● **SOURCE**:
It was an interesting experience for a few reasons. For one thing: we were playing imaginary characters living in our real (shared) house. That was odd, because a lot of the story took place inside the house, and the geography of the house played a part in a lot of scenes.
It was interesting secondarily because the characters were modeled on the previous occupants of the house we’re staying in, a group of frathouse morons who apparently had huge, drunken parties weekly, had people falling off balconies and breaking their hips (or the neighbours’ windows), and who left everything in the house at least slightly trashed. Honestly, I couldn’t really imagine how they lived in here with rooms where none of the lights were working, showers that barely sprayed water, and so on.
The plot of the game was simple: it was a variation of The Hangover–indeed, a variation of the “You Wake Up…” Dread scenario I ran across on the RPGgeek forum, set specifically in our house. In my variation, the monsters were primarily cockroach-based–giant roaches, human-roach hybrids, and so on.

● **Position annotation records**:
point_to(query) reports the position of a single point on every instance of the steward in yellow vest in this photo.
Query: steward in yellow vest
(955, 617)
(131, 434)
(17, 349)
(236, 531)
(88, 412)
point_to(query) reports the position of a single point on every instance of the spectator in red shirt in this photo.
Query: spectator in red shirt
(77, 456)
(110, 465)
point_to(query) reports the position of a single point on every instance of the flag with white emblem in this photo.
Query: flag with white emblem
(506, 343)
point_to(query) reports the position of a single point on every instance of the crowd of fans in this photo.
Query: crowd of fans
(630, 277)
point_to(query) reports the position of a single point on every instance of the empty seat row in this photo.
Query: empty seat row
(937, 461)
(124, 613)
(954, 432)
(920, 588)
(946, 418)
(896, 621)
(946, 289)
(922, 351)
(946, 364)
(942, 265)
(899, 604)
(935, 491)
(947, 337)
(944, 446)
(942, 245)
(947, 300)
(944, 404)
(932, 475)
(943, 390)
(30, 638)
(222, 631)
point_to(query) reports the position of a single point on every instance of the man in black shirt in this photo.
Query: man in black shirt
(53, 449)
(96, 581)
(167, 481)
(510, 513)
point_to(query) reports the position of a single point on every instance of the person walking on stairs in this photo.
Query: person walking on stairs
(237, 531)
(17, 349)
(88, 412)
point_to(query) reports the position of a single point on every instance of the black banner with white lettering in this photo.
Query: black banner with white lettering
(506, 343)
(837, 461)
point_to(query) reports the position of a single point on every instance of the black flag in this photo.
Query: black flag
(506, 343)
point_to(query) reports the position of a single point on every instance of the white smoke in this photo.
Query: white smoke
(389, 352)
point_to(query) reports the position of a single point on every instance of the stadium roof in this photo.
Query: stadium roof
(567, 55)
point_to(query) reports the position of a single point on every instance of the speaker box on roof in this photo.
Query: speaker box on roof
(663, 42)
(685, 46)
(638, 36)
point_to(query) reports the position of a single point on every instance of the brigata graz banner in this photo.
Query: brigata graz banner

● **WHAT THE TASK REQUIRES**: Continue the account of the horror game set in the shared house, picking up right after its final sentence.

● **FINAL RESULT**:
The cast of characters created by the players was, well, bizarre. The first to wake was Fred, an anxious transsexual (female to male) who really, really wanted to prove how manly he was, and was beset by a fair bit of anxiety about how best to present his masculinity to the world–playing a hero? Reassuring the ladies? He found himself on the roof, naked, in the middle of a bloody circle-with-a-pentagram-inside… but the circle was incomplete, with a bunch of beer cans intersecting it at one point; they were all burned as if they’d been set on fire. Fred later discovered his hair was all shaved off, and sigils of some kind had been inked onto his skull. Also, there was a monkey holding a pistol on his chest.
Next came Jonathan, I think it was, an odd young man whose behaviour later on suggests he was some kind of nutball, and finally that he was a sociopath, though not the most clever one: he was very deep into conspiracy theories, and talked at length about how Elvis was still alive and living in an incestous relationship with his post-op transsexual twin brother (Elvis’ twin brother, not Jonathan’s, to be clear.) Jonathan woke up in a bathtub, wearing a huge black diaper and turban set made from the living room curtain. The bathroom was not his own–it belonged to Kale, Californian who’d lived longer in the house than anyway. Jonathan’s hair had been shaved down to a Mohawk at some point during the night before, and the floor all around the bathtub was covered in a layer of vomit… like, the vomit of a bunch of people, not just one. Exiting from the bathroom, he found the walls of the room–someone else’s bedroom–covered in evil scrawling writing.
Ellie was next. A former Elvis impersonator from Memphis with a hatred for chickens–yeah, you can see where we’re going with this already, can’t you?–she found herself on the kitchen floor, dressed normally. Yes, she was the first in the group wake up fully-dressed… but there was a bunch of honey slopped onto it, and she was crawling with ants and cockroaches, so she promptly disrobed and began singing Elvis songs to herself as she set about killing roaches.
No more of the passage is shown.